**Try it**
Without the pictures, print the lines running from the beginning of the material to the line containing "positive clicks: (409, 269)", both ends included.

----- Data listing

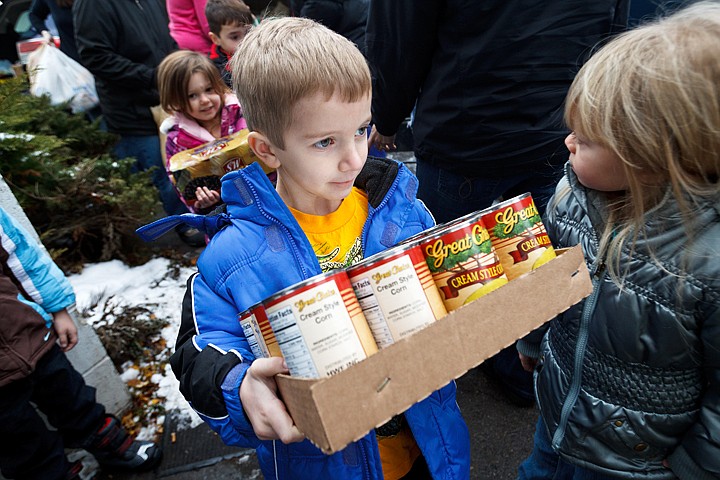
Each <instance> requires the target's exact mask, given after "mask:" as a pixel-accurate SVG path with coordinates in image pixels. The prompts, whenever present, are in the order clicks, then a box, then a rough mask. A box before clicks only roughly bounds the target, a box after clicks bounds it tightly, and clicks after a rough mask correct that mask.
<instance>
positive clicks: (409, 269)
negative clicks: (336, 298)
mask: <svg viewBox="0 0 720 480" xmlns="http://www.w3.org/2000/svg"><path fill="white" fill-rule="evenodd" d="M347 274H348V277H349V278H350V284H351V285H352V286H353V289H354V290H355V295H356V296H357V299H358V302H359V303H360V307H361V308H362V310H363V313H364V314H365V318H366V319H367V322H368V324H369V325H370V330H372V333H373V337H374V338H375V342H376V343H377V344H378V347H380V348H385V347H387V346H389V345H391V344H393V343H394V342H396V341H398V340H400V339H402V338H405V337H407V336H410V335H412V334H413V333H415V332H417V331H418V330H420V329H422V328H424V327H426V326H427V325H429V324H430V323H432V322H434V321H435V320H438V319H440V318H442V317H444V316H445V315H446V314H447V310H446V309H445V305H444V304H443V302H442V298H441V297H440V292H439V291H438V288H437V286H436V285H435V282H434V281H433V278H432V275H430V270H429V269H428V267H427V263H426V262H425V257H424V256H423V254H422V251H421V250H420V247H419V246H418V245H417V243H415V244H401V245H399V246H396V247H393V248H391V249H389V250H385V251H382V252H380V253H377V254H375V255H372V256H370V257H368V258H366V259H364V260H363V261H361V262H360V263H358V264H356V265H354V266H352V267H350V268H349V269H348V270H347Z"/></svg>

----------

**Written solution**
Each <instance> requires the target's exact mask, given after "mask:" as a pixel-accurate SVG path with coordinates in image pixels. The prompts, whenever present, are in the order clicks, then a box, then a rough mask. A box before clicks only roughly bounds the target, a box after clicks bounds it tightly, and clicks after a rough mask correct that mask.
<instance>
positive clicks: (409, 269)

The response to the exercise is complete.